**Goal of the exercise**
Return every record below exactly as written, but leave out the pictures.

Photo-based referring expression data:
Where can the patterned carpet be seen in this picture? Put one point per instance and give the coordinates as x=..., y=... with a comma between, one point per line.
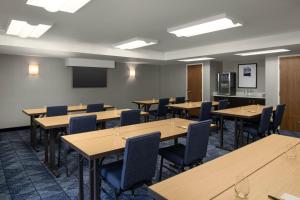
x=23, y=175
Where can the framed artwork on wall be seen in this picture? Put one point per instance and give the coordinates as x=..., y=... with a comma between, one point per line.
x=247, y=74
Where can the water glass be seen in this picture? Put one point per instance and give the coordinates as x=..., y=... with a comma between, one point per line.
x=242, y=187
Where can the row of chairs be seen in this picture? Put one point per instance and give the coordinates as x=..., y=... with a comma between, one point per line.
x=139, y=164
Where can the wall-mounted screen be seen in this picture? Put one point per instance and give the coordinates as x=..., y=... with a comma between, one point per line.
x=89, y=77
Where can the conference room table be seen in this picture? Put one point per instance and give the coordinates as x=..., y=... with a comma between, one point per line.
x=264, y=163
x=51, y=124
x=96, y=145
x=187, y=106
x=239, y=114
x=38, y=112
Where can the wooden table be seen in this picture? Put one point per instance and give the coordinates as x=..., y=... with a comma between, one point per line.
x=187, y=106
x=37, y=112
x=146, y=104
x=51, y=123
x=264, y=162
x=94, y=146
x=239, y=114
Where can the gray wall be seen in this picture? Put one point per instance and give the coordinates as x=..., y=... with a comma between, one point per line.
x=54, y=87
x=232, y=66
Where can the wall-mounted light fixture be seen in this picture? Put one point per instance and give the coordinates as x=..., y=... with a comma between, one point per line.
x=131, y=72
x=33, y=69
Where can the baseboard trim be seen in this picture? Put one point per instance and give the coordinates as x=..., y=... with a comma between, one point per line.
x=14, y=129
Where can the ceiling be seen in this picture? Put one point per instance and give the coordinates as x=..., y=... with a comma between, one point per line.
x=101, y=23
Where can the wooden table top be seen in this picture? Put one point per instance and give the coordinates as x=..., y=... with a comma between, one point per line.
x=152, y=101
x=73, y=108
x=100, y=143
x=211, y=179
x=190, y=105
x=250, y=111
x=62, y=121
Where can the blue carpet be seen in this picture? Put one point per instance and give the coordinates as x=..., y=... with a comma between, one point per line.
x=23, y=175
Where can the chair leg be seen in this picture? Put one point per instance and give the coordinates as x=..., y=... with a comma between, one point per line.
x=161, y=167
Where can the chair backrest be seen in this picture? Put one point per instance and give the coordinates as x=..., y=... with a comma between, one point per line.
x=140, y=159
x=205, y=111
x=223, y=104
x=53, y=111
x=95, y=108
x=265, y=118
x=162, y=108
x=82, y=124
x=197, y=142
x=179, y=99
x=130, y=117
x=278, y=115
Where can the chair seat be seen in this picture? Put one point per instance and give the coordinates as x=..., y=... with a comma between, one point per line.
x=174, y=153
x=112, y=172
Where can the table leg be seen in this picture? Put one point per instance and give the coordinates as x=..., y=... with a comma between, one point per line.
x=33, y=139
x=91, y=178
x=52, y=166
x=46, y=145
x=97, y=186
x=80, y=173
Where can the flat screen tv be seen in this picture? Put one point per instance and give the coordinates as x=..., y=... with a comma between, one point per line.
x=89, y=77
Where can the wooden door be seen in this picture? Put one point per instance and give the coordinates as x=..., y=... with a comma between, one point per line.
x=290, y=93
x=194, y=87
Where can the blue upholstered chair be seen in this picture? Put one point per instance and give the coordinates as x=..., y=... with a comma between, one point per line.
x=95, y=108
x=162, y=109
x=277, y=118
x=259, y=130
x=130, y=117
x=137, y=168
x=53, y=111
x=205, y=111
x=190, y=154
x=79, y=125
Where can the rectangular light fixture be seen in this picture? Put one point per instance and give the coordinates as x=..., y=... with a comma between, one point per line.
x=70, y=6
x=262, y=52
x=196, y=59
x=25, y=30
x=216, y=23
x=135, y=43
x=33, y=69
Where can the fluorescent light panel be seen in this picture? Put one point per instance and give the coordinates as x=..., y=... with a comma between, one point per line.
x=135, y=43
x=262, y=52
x=196, y=59
x=70, y=6
x=25, y=30
x=217, y=23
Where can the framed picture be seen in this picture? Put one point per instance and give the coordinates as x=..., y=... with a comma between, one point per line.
x=247, y=75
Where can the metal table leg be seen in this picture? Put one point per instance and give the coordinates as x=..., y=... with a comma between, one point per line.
x=80, y=174
x=91, y=177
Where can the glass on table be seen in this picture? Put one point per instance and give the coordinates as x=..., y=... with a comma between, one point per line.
x=242, y=186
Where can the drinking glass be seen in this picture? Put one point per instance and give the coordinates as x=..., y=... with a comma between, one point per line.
x=242, y=187
x=291, y=153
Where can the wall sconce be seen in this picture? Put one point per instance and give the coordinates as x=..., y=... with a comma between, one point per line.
x=33, y=69
x=131, y=72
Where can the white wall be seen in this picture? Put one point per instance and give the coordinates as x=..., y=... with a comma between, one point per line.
x=54, y=87
x=232, y=66
x=272, y=80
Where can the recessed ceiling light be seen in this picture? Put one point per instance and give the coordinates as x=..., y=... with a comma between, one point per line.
x=216, y=23
x=196, y=59
x=262, y=52
x=135, y=43
x=25, y=30
x=70, y=6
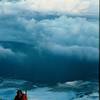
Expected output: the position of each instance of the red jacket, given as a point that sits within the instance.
(24, 97)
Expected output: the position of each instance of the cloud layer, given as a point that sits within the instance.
(87, 7)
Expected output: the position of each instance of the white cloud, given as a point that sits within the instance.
(88, 7)
(7, 53)
(63, 32)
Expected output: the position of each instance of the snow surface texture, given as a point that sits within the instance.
(75, 90)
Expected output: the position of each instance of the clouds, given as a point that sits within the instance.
(8, 55)
(86, 7)
(60, 34)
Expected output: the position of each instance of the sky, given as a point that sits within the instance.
(64, 30)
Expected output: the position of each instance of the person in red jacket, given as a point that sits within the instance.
(21, 96)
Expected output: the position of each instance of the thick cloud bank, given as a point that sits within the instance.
(42, 42)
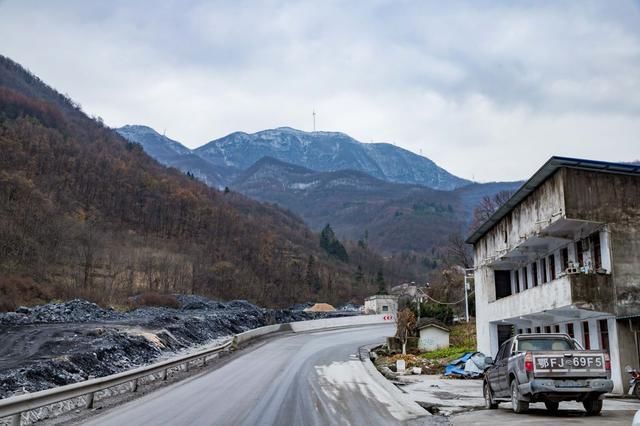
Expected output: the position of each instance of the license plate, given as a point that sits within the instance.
(574, 363)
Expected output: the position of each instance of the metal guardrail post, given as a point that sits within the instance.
(90, 396)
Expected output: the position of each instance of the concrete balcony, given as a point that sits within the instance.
(572, 296)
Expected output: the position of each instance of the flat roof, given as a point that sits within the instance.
(548, 169)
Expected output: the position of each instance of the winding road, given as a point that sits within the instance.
(311, 378)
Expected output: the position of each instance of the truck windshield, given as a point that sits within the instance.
(544, 344)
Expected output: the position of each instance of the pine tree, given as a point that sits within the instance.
(331, 245)
(382, 286)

**Written answer**
Where can the patterned carpet be seen in this picture? Put one point per instance and give the coordinates as x=..., y=... with a comma between, one point per line.
x=23, y=175
Where can the framed artwork on wall be seen in this picture? Put one point per instance and give the coordinates as x=..., y=... with a comma between, one point per line.
x=247, y=74
Where can the water glass be seen in this picture? Put one point per instance and give the coordinates as x=..., y=... with a comma between, one point per line.
x=242, y=187
Where can the row of chairs be seen in this picture? Put one point per instance and give the coordinates as x=..., y=... with a comma between, one point per line.
x=139, y=164
Where can the wall-mounted screen be seen in this picture? Put one point per instance and give the coordinates as x=..., y=... with a comma between, one point per line.
x=89, y=77
Where can the conference room table be seen in this picture? Put one point per instance and give the coordinates as x=..., y=... with a comma between, one point per line.
x=264, y=163
x=51, y=124
x=96, y=145
x=187, y=106
x=239, y=114
x=38, y=112
Where can the wooden table be seen in this picture? Put one point per instance and give the coordinates as x=..., y=... with a comma between, one point per line.
x=187, y=106
x=37, y=112
x=146, y=104
x=51, y=123
x=264, y=162
x=94, y=146
x=239, y=114
Where can the gray wall be seen in this picture? Put one point per instance and give the coordinates as x=..., y=... with a comma between, one point per line.
x=54, y=87
x=232, y=66
Where can the wall-mounted light fixture be seen in this picture? Put one point per instance and give the coordinates as x=..., y=... with a comma between, one point per line.
x=131, y=72
x=33, y=69
Where can the baseboard trim be seen in this picture? Put one point per instance and give the coordinates as x=..., y=... with a comma between, one point per line.
x=14, y=129
Where can the ceiling be seen in this picture? Put one point per instance and give the coordinates as x=..., y=... with a comma between, one point per line.
x=101, y=23
Where can the wooden table top be seen in this picture? Put one point per instance and give the coordinates as x=..., y=... with a comma between, one point per line.
x=152, y=101
x=73, y=108
x=100, y=143
x=211, y=179
x=190, y=105
x=250, y=111
x=62, y=121
Where can the blue carpet be seen in this picture? Put one point per instance and give the coordinates as x=..., y=... with a comma between, one point per line.
x=23, y=175
Where can the chair leg be seen in this picture? Put one point per instance and give the coordinates as x=..., y=... with a comma between, one point per line.
x=161, y=167
Where can the chair backrest be seen in this picture? Put one point per instance and give the coordinates as x=..., y=... with a comma between, one point per line.
x=140, y=159
x=205, y=111
x=223, y=104
x=53, y=111
x=95, y=108
x=265, y=118
x=162, y=108
x=82, y=124
x=197, y=142
x=179, y=99
x=130, y=117
x=278, y=115
Where can the chair seat be seen in this picture? Put one point per instance and give the coordinates as x=..., y=... with a comma between, one point per line.
x=174, y=153
x=112, y=172
Where can the table leg be seen in this picture? Put one point per instance and give the coordinates as x=..., y=... with a comma between, one point per line.
x=33, y=139
x=91, y=178
x=52, y=166
x=46, y=145
x=97, y=186
x=80, y=173
Where can the flat screen tv be seen in this picture? Put one point per instance and give the coordinates as x=..., y=... with a comma between, one point per line.
x=89, y=77
Where can the wooden door be seen in this picture? Put one point per instance and give the coordinates as x=..., y=... with a comma between, one point per line.
x=290, y=93
x=194, y=87
Where can the blue upholstered chair be seen in this picture? Put one point per instance and give the coordinates as x=..., y=... with a comma between, one point per line.
x=95, y=108
x=162, y=109
x=277, y=118
x=259, y=130
x=130, y=117
x=137, y=168
x=53, y=111
x=205, y=111
x=190, y=154
x=79, y=125
Where can the rectangular light fixture be seen in this picture? Put one point per instance and give the coordinates as x=..., y=... with a comma between, one point per line.
x=70, y=6
x=262, y=52
x=196, y=59
x=25, y=30
x=216, y=23
x=135, y=43
x=33, y=69
Where can the fluorescent light panel be seen in this picture? Put one point per instance and give the coordinates as x=..., y=... with a comma between, one point per line.
x=135, y=43
x=262, y=52
x=196, y=59
x=70, y=6
x=25, y=30
x=217, y=23
Where can the framed picture be seen in this picture? Put one point per instance and give the coordinates as x=..., y=... with a comma between, one point per line.
x=247, y=75
Where can the metal table leg be seen in this picture? Put one point per instance and give the coordinates as x=..., y=... with a comma between, one point per line.
x=80, y=174
x=91, y=177
Where can the glass on table be seen in this picture? Put one point per instance and give the coordinates as x=..., y=... with a comma between, one point per line.
x=242, y=186
Where can the drinking glass be seen in this picture? Put one point per instance and give the coordinates as x=..., y=... with a comma between, one point per line.
x=242, y=187
x=291, y=153
Where can the wall sconce be seen in this picture? Put one point per instance and give the coordinates as x=..., y=... with a comma between, one point per line.
x=33, y=69
x=131, y=72
Where can the white wall be seen in this picture? Put one point per instance and give the coordinates as x=..., y=... with a comma between, one point per line.
x=54, y=87
x=232, y=66
x=272, y=80
Where can the recessed ceiling light be seen in this picture? Put one point per instance and give the coordinates as x=..., y=... with a comma between, one point per line.
x=216, y=23
x=196, y=59
x=262, y=52
x=135, y=43
x=25, y=30
x=70, y=6
Expected output: the position of each instance of the red jacket, given as a point that sits within the instance.
(24, 97)
Expected output: the position of each instance of the cloud layer, given as a point that sits within the instance.
(87, 7)
Expected output: the position of each instance of the white cloud, given as a point that sits within the instance.
(88, 7)
(7, 53)
(63, 32)
Expected output: the position of each instance of the snow surface texture, given as a point that sits within the instance.
(75, 90)
Expected output: the position of each instance of the clouds, given as a point that sits within the instance.
(8, 55)
(86, 7)
(60, 34)
Expected output: the position of each instance of the sky, given as a point that sits within the instance.
(64, 30)
Expected output: the position of each instance of the person in red jacket, given as a point that sits within the instance.
(21, 96)
Expected output: the position of each instance of the thick cloud bank, given as a point that sits within the instance.
(42, 42)
Expected output: the position of each instance of the license plate, given as a point that sits within the instance.
(574, 363)
Expected output: the position of each instance of the metal guardrail post, given as a point that sits within the instance.
(90, 396)
Expected output: the position of each instance of the concrete balcony, given as a point that sits within the instance.
(572, 296)
Expected output: the position of each instance of the flat roof, given as a point that sits within the instance.
(548, 169)
Expected output: the position of each instance of the winding road, given as a point that sits within the instance.
(311, 378)
Expected output: the position of each instance of the truck windshield, given as a point that sits within the instance.
(544, 344)
Expected output: the position of each instance of the pine tree, given as a point that sits within the instance.
(331, 245)
(382, 286)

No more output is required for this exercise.